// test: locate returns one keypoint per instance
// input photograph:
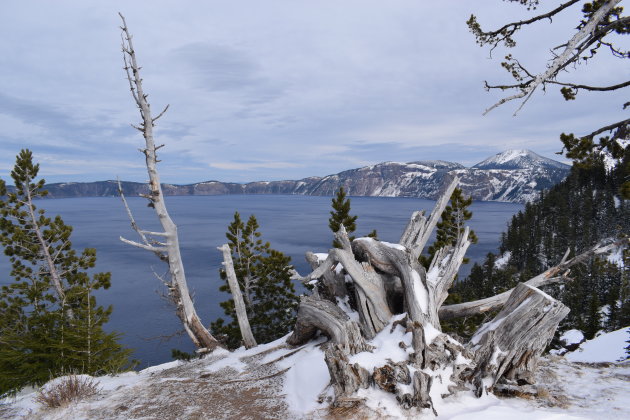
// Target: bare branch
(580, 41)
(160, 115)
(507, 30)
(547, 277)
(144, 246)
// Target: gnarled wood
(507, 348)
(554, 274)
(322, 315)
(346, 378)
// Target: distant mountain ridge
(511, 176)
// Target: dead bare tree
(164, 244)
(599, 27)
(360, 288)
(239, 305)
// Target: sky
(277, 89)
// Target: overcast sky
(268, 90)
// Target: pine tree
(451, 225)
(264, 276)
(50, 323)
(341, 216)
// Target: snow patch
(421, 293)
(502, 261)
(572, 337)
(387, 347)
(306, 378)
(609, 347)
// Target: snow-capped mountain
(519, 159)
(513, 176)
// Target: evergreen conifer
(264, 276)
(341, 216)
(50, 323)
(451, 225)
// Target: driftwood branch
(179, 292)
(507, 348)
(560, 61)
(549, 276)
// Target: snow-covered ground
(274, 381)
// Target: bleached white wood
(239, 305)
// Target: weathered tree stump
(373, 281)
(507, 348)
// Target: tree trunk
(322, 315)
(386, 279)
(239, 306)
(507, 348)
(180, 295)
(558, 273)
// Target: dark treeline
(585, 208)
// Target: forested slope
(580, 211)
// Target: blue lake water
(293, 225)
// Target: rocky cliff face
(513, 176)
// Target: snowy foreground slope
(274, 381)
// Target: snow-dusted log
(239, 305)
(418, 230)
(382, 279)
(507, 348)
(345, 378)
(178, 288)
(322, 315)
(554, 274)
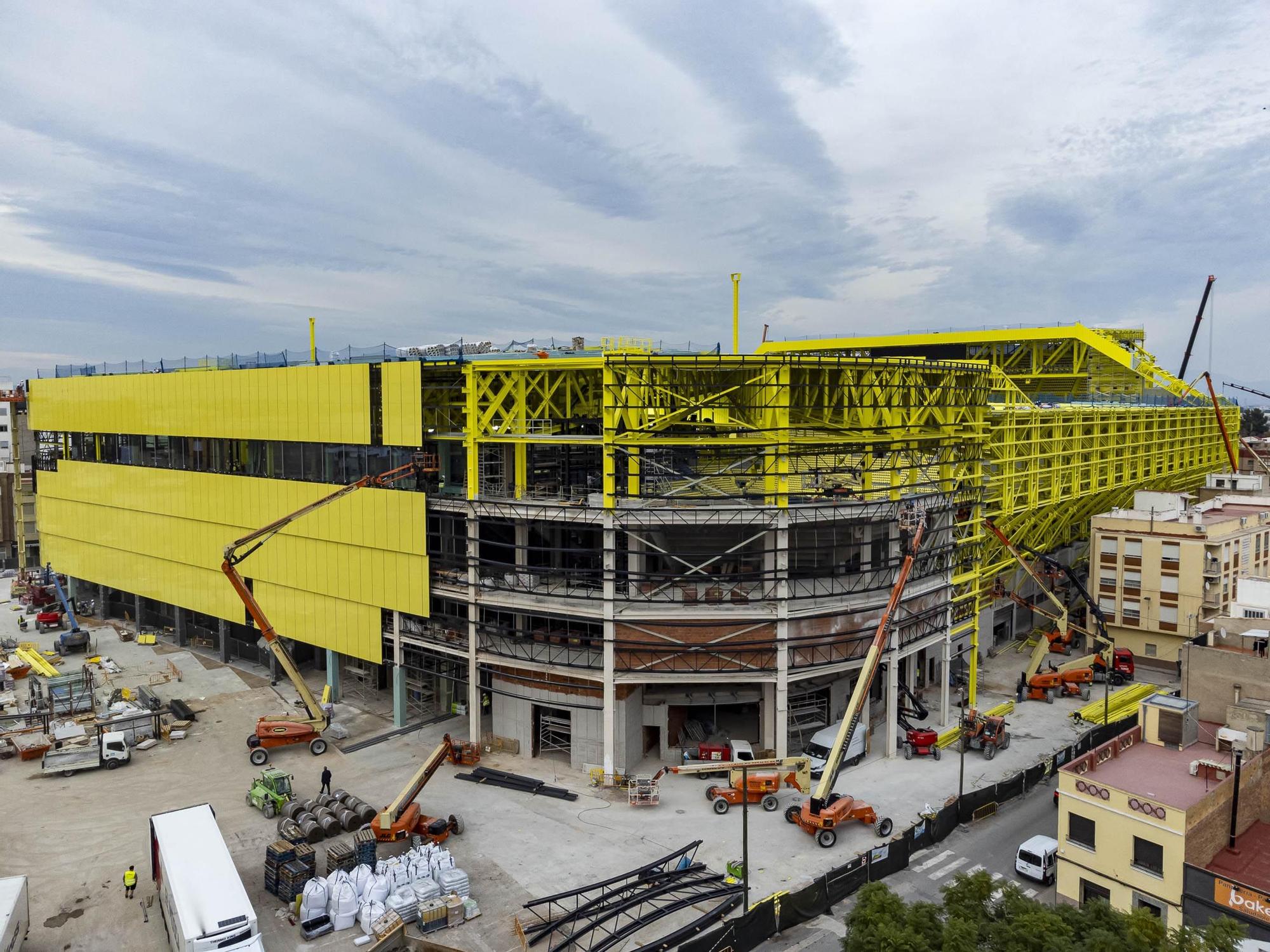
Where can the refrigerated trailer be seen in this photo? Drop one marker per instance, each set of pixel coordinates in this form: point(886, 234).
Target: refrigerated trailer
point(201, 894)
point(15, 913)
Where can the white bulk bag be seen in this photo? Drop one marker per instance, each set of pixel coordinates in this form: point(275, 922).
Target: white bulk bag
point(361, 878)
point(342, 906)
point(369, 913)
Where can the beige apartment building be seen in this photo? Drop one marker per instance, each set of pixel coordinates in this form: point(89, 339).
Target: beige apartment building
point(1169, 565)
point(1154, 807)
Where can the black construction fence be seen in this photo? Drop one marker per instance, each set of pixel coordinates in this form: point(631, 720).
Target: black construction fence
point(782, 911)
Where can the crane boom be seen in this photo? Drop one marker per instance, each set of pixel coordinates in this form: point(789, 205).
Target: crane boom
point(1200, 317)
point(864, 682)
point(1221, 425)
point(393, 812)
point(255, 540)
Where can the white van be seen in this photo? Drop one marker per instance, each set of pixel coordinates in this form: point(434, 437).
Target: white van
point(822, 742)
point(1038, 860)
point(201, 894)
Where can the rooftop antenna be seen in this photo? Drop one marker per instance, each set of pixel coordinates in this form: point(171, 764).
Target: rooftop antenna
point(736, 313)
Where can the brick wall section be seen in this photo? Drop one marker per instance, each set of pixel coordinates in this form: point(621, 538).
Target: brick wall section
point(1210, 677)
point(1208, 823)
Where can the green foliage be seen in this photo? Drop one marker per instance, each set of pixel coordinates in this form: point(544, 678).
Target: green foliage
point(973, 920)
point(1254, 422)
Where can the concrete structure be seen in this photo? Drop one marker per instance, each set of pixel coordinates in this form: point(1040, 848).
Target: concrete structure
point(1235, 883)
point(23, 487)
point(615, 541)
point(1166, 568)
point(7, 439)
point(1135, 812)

□ □ □

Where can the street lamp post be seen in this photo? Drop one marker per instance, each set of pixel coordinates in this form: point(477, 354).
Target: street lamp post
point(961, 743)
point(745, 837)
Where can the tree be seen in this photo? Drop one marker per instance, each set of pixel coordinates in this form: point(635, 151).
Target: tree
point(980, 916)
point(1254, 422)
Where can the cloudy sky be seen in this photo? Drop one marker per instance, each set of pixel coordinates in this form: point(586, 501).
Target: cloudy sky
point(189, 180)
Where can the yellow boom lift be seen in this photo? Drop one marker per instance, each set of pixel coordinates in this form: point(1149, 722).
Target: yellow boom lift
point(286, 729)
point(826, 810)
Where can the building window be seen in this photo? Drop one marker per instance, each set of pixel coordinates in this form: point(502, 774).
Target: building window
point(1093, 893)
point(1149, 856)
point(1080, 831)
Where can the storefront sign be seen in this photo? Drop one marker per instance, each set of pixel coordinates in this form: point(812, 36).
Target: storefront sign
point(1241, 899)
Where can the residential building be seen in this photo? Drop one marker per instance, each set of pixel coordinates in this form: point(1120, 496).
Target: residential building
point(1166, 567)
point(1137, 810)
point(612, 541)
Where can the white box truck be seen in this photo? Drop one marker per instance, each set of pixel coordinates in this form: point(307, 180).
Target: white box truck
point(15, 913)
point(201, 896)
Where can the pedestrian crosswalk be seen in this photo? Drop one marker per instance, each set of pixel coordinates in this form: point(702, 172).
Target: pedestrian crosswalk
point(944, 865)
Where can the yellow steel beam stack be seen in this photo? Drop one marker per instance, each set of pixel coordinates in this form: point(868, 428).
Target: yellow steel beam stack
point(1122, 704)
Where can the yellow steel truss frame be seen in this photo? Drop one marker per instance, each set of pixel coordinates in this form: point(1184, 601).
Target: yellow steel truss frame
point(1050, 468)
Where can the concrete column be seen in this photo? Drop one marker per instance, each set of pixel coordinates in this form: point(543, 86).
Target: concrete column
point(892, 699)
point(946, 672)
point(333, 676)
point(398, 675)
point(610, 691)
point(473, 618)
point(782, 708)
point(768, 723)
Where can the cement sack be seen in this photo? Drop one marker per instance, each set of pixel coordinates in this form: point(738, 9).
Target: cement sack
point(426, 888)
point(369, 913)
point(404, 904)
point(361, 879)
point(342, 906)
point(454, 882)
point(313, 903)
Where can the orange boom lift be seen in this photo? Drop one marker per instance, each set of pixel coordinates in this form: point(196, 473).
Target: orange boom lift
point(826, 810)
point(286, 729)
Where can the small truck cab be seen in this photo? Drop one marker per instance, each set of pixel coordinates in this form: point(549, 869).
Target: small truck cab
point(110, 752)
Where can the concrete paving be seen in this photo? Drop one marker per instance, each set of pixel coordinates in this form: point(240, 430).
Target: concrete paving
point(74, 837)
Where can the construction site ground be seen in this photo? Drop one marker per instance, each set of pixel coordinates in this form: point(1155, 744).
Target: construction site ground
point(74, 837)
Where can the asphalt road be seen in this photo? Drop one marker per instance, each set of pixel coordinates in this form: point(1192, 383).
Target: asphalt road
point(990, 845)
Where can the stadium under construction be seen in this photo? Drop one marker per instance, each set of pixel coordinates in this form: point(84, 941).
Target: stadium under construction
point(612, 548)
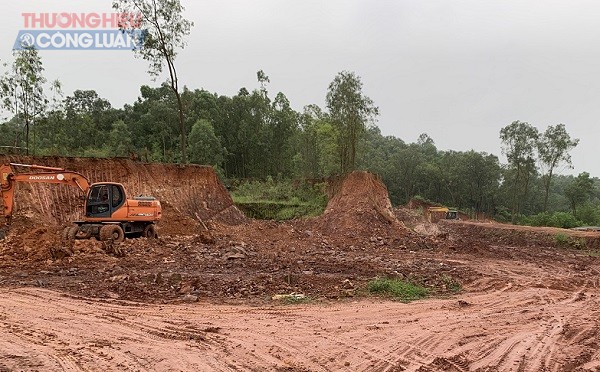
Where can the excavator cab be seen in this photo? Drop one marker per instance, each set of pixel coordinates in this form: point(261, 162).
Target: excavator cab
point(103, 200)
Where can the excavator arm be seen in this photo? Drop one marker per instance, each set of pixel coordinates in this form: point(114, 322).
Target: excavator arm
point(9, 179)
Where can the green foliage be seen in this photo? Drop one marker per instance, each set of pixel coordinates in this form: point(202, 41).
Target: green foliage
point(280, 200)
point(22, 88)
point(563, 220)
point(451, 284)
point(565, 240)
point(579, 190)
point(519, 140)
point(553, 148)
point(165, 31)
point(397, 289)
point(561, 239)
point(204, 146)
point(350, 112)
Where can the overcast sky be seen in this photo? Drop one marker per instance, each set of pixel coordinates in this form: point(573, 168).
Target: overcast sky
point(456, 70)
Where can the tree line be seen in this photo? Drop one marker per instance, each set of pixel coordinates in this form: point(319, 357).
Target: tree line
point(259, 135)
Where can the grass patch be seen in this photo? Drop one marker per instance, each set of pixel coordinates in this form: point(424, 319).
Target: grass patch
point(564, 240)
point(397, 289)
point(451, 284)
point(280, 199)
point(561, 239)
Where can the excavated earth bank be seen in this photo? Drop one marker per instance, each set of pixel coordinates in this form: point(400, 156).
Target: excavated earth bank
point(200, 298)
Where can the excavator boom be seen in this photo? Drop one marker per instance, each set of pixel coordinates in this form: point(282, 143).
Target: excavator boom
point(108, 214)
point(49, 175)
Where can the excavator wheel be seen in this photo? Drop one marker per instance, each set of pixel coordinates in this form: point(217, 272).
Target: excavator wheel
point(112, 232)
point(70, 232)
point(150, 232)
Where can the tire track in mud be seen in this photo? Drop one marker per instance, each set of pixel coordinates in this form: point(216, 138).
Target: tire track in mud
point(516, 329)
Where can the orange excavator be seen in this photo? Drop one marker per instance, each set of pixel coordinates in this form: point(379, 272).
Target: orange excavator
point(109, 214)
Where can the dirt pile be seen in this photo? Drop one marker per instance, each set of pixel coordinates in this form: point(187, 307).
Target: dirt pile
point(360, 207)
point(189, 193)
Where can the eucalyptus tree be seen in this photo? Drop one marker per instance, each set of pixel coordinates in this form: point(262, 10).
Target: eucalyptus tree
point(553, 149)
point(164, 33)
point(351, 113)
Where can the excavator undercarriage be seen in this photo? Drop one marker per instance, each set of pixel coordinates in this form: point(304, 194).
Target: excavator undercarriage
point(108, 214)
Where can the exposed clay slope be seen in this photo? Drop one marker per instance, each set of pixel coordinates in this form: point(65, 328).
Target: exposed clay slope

□ □ □

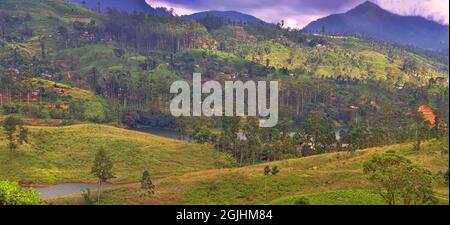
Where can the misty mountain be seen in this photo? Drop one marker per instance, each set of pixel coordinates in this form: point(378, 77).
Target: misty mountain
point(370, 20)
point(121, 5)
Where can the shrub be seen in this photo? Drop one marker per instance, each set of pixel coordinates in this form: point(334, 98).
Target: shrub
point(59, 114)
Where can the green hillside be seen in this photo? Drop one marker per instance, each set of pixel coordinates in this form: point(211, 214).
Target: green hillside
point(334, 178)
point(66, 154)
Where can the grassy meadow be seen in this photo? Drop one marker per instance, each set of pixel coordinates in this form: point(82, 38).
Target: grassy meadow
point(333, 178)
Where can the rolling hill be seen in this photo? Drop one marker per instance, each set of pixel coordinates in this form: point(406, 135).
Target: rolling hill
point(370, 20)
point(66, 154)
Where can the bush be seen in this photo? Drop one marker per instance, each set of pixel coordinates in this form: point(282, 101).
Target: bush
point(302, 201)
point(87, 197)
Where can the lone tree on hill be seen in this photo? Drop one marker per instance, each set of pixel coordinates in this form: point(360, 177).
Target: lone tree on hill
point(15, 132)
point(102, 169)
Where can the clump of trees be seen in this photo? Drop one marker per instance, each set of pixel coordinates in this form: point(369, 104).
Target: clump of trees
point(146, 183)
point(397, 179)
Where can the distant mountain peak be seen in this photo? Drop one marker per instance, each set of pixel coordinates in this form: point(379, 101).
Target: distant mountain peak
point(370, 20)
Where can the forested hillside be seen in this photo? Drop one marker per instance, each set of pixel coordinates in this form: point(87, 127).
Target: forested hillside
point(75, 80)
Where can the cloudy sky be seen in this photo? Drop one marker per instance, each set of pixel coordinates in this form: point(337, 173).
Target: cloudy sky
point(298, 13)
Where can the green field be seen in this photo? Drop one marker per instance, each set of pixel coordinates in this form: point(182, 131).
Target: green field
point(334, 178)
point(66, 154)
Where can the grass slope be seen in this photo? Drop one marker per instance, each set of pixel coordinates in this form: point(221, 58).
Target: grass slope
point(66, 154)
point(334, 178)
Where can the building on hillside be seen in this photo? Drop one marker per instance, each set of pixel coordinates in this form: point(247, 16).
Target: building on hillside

□ □ □

All lines above holding the word "exposed" make up the answer; copy each one.

■ Your response:
Where can the exposed clay slope be seen in this photo? Drop one marker per instance, each set of pixel coordinates in this form: point(65, 328).
Target: exposed clay slope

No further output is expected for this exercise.